-- Start Source extract --

Oh yes, enact "green" policies that cause electricity projects to necessarily sky rocket. I believe that is a direct quote from our commander in chief. I hope to God electricity bills don't climb. Besides, many people forget that if the ice caps melt that will disrupt the fragile jet streams and actually cause the temperature of most of Europe and parts of North America to drop at least 20 degrees like it did at the start of the last glaciation. It's a repeating cycle of course.
One, icecream, Romney is a Mormon. If you didn't know that, you're stupid. Two, it is not irrelevant. His religious views shape his ideology as for anyone else. It is against his creed to support same-sex marriage, and that is not a farfetched position whether you agree with it or not. I don't equivocate disagreeing with that and the rejecting of human rights of gay people. America has the best tolerance for gay people in the world. Most other countries would have such people stoned believe it or not. So, enough with that. Like with all other social changes in America, it will take time for the society accept those changes. It may not be for another 30 or so years, but you can't rush things through because that would cause unnecessary social stress.
Apparently this place is full of liberals. However, this place is about Japanese, which I would rather it just be about. I watch, read, and listen to both sides and have come to my own conclusions. If you don't do the same, then your opinions are less credible.
1. Mitt Romney is not an evil man. He is a very devout member of the Church of Latter Day Saints, and these people are by far the most moral people you can find. Whether you agree with their doctrine or not, they raise good families and make sure their families and businesses prosper. His family lived in Mexico for some time, and so he has been able to see what it is like on the other side of the poverty line. He was almost killed in a horrible car crash in Paris while he was serving his church, like all Mormon do in or right after their freshmen year of college, and came back in America into the business world where he has done his jobs ethically, legally, and properly. Whether we like what he did as a job is an individual position that should be respected but at the same able to be probed and debated.
2. Mitt Romney, as well as Barack Obama, are not psychopaths. Rather, they are the results of two different people of two different ideologies that came from the same integrated society we call America. Not only have they been the result of this system, but we are all, in regards to Americans, and we all are different in ideologies.
3. The Republican party, for the most part and for what is in the actual platform, is not in support of active legislative movements to right into law social regulations. The Constitution has never been used--except prohibition--been a document to limit the rights of anyone. So, whether it be a Republican, Democrat, or third party controlled Congress, no new amendments will reach finalization that would even touch sensitive social issues. These social issues will be resolved by the people.
4. Women's rights is an issue that is brought up all the time. Yet, it is a fallacy to say that there is a war on women. There are just as many liberal women as there are conservative women, and when a liberal says the conservatives are waging a war on women, they are lying and insulting the other 50% of women on the other side of the fence. Rather, the issues are two that are based on one's personal moral beliefs. There really isn't much that can be done about this, and party affiliation actually determines little on whether you are pro-life or pro-choice or whether you are an activist for either groups. Many Republicans do happen to be pro-life, as myself, but not all Republicans seek reform to turn over Row vs Wade. This issue, though, is not to be contended in any new session of Congress any time soon. If you think so, you're worrying over nothing. Look how little gets done anyways. Contraception is another issue, and it is true that there are health benefits aside from contraception itself that such things provide, but again, when you do have a large portion of the country that do not agree with this on moral grounds, you can't force those people to support it via their money because that would be infringing on their liberties.

-- End Source extract --

:: Instructions ::
a) Write out the forum post word for word, beginning at the words "3. The Republican" and stopping after "by the people.".
b) In what city does the forum post say Mitt Romney was almost killed in a car crash?
Base everything on the forum post alone.

-- Start Data provided --

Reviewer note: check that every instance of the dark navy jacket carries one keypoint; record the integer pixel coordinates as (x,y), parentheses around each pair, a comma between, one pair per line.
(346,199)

-- End Data provided --

:: The answers ::
a)
3. The Republican party, for the most part and for what is in the actual platform, is not in support of active legislative movements to right into law social regulations. The Constitution has never been used--except prohibition--been a document to limit the rights of anyone. So, whether it be a Republican, Democrat, or third party controlled Congress, no new amendments will reach finalization that would even touch sensitive social issues. These social issues will be resolved by the people.

b) Paris